» **EJERCICIO BREVE A**:
Por favor, cambia "every instance" por "all instances" en los registros desde la línea que contiene "[outline] leather sofa" hasta la línea que contiene "M30 94L35 91L36 81L36 64L29 61L26 61L26 92Z", ambas incluidas. Deja todo lo demás igual.

» **EXTRACTO DE PÁGINA**:

╔══

Lampedusa: la memoria y el mar

El pasado mes de octubre tuve el privilegio de visitar Lampedusa. Allí, en el corazón del Mediterráneo, cada uno de estos argumentos emergió con más fuerza si cabe.

Como tantos otros lugares, el municipio de Lampedusa y Linosa está habitado por una pequeña comunidad instalada en una gran frontera. No es solo una frontera geográfica, sino un cruce de caminos en el que se encuentran a diario innumerables contradicciones, injusticias y desigualdades forjadas desde tan largo tiempo que hasta parecen parte de la normalidad. Lampedusa es ante todo un lugar normal, lleno de acciones cotidianas con vecinos y vecinas que lamentan y celebran las mismas cosas que en el resto de las calles del planeta. La única diferencia es que, desde la isla, el horizonte es infinito y repleto de embarcaciones. Por mil razones distintas, decenas de barcas transitan cada día por autopistas invisibles cargadas de alimentos, de mercancías, de peces de todos los tamaños, de personas que trabajan, que sufren, que esperan. Y en ese mar que a todas las personas alimenta y abraza, un continuo goteo de tragedias salpica día a día la vida del vecindario. Entre todas ellas, la noche del 3 de octubre del 2013 permanece grabada con particular crudeza en la memoria colectiva.  A las tres y cuarto de la mañana, una barca que transportaba más de 500 personas hacinadas en busca de un futuro mejor se hundió a pocas millas de la costa. Murieron 368. Ese momento, esa desgracia y todas las que han seguido, han de servir para despertar conciencias y contar la historia al mundo.

Hoy, el cementerio de Lampedusa es un monumento a la dignidad y a la memoria. Allí descansan, junto a las gentes del pueblo, muchas otras víctimas de una tragedia permanente. Sus datos personales, a menudo imposibles de trazar, han sido sustituidos por dibujos de peces y sirenas, porque la esperanza es que el mar donde se perdieron les acoja. Y porque sí, al fin y al cabo, una de las escasas competencias de los municipios fronterizos consiste en enterrar cadáveres. E incluso cuando enfrentan la responsabilidad de enterrar dignamente a quienes en la travesía perdieron también la identidad, municipios como Lampedusa lo hacen sin más medios que un único coche fúnebre.

╚══

» **EJERCICIO BREVE B**:
Según el texto sobre Lampedusa, ¿por qué hay dibujos de peces y sirenas en lugar de datos personales en el cementerio? Responde en una a tres frases.

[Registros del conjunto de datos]
╔══

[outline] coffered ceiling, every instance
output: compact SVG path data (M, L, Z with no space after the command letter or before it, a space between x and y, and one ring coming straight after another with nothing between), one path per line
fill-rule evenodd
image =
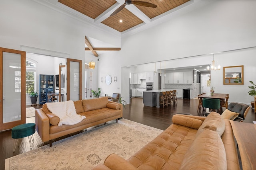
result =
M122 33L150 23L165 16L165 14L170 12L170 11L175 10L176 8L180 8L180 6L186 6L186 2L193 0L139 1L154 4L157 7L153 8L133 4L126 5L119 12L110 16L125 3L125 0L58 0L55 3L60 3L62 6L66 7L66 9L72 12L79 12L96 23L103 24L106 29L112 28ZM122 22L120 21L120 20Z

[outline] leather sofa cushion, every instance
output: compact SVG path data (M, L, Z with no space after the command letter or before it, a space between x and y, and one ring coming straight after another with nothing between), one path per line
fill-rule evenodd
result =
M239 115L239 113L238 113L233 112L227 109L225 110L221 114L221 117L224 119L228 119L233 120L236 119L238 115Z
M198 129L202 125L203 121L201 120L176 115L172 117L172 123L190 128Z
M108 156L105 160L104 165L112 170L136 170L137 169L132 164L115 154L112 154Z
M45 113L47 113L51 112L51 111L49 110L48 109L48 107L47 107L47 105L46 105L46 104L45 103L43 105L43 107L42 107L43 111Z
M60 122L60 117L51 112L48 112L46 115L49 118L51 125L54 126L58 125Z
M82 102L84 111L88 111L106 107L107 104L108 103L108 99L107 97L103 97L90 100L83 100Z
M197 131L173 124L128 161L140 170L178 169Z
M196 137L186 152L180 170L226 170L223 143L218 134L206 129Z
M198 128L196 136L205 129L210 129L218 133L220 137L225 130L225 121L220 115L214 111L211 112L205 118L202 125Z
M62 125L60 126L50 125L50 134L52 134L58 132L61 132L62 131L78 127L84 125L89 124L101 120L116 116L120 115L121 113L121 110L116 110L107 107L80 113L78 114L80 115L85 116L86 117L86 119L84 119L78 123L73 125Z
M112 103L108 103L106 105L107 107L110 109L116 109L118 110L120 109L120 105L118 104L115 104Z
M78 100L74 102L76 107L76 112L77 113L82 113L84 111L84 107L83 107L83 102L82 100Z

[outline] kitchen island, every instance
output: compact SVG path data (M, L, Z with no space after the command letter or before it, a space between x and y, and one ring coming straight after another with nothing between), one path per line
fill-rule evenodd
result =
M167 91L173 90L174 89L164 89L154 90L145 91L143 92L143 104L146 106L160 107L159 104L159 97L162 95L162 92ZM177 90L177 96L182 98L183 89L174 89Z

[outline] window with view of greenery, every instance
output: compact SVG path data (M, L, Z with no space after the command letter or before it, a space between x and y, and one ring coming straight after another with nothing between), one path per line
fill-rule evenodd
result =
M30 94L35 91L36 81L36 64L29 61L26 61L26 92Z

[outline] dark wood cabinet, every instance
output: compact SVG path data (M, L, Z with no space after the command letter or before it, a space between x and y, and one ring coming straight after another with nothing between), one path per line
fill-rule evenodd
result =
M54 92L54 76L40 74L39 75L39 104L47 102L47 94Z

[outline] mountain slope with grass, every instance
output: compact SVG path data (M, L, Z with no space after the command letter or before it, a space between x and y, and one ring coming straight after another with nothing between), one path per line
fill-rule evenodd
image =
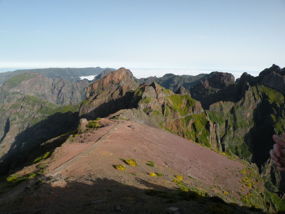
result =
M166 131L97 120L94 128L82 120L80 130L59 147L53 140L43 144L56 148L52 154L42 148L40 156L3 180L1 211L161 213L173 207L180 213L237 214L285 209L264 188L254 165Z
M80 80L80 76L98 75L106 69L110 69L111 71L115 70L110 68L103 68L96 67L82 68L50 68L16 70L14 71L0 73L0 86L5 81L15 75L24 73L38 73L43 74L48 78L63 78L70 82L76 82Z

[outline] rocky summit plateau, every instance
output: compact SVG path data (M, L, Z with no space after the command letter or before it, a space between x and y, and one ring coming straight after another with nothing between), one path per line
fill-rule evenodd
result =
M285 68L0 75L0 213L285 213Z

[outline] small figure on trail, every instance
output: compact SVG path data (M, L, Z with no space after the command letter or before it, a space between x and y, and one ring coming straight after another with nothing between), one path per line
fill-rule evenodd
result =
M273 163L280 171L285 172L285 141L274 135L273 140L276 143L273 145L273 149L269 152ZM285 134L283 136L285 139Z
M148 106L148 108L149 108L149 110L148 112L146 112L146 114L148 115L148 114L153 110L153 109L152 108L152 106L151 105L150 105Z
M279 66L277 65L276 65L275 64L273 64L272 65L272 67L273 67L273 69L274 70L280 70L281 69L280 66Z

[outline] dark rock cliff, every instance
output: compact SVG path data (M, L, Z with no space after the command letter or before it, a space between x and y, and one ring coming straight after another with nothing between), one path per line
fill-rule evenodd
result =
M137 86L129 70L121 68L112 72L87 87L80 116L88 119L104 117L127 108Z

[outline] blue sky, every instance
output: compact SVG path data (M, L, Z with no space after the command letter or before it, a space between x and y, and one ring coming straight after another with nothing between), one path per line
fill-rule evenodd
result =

╚══

» **SOLUCIÓN A**:
[outline] leather sofa cushion, all instances
output: compact SVG path data (M, L, Z with no space after the command letter or before it, a space between x and y, and one ring coming straight after another with nothing between), one path per line
fill-rule evenodd
result =
M239 115L239 113L238 113L233 112L227 109L225 110L221 114L221 117L224 119L228 119L233 120L236 119L238 115Z
M198 129L202 125L203 121L201 120L176 115L172 117L172 123L190 128Z
M108 156L105 160L104 165L112 170L136 170L137 169L132 164L115 154L112 154Z
M45 113L47 113L51 112L51 111L49 110L48 109L48 107L47 107L47 105L46 105L46 104L45 103L43 105L43 107L42 107L43 111Z
M60 122L60 117L51 112L48 112L46 115L49 118L51 125L54 126L58 125Z
M82 102L84 111L88 111L106 107L107 104L108 103L108 99L107 97L103 97L90 100L83 100Z
M197 131L173 124L128 161L140 170L178 169Z
M196 137L186 152L180 170L226 170L223 143L218 134L206 129Z
M198 128L196 136L205 129L210 129L218 133L220 137L225 130L225 121L220 115L214 111L211 112L205 118L202 125Z
M62 125L60 126L50 125L50 134L52 134L58 132L61 132L62 131L78 127L84 125L89 124L101 120L116 116L120 115L121 113L121 110L116 110L107 107L80 113L78 114L80 115L85 116L86 117L86 119L84 119L78 123L73 125Z
M112 103L108 103L106 105L107 107L110 109L116 109L118 110L120 109L120 105L118 104L115 104Z
M78 100L74 102L76 107L76 112L77 113L82 113L84 111L84 107L83 107L83 102L82 100Z

[outline] kitchen island, all instances
output: compact SVG path data (M, L, Z with no space after the command letter or before it, a space between x and y, and one ring coming straight after another with nothing between), one path per line
fill-rule evenodd
result =
M167 91L173 90L174 89L164 89L154 90L145 91L143 92L143 104L146 106L160 107L159 104L159 97L162 95L162 92ZM177 90L177 96L182 98L183 89L174 89Z

[outline] window with view of greenery, all instances
output: compact SVG path data (M, L, Z with no space after the command letter or before it, a space between x and y, and one ring coming straight after another with nothing between), one path per line
fill-rule evenodd
result =
M30 94L35 91L36 81L36 64L29 61L26 61L26 92Z

» **SOLUCIÓN B**:
Los datos personales de muchas víctimas suelen ser imposibles de rastrear, así que se han sustituido por dibujos de peces y sirenas. Se usan esos dibujos porque se espera que el mar donde se perdieron las acoja.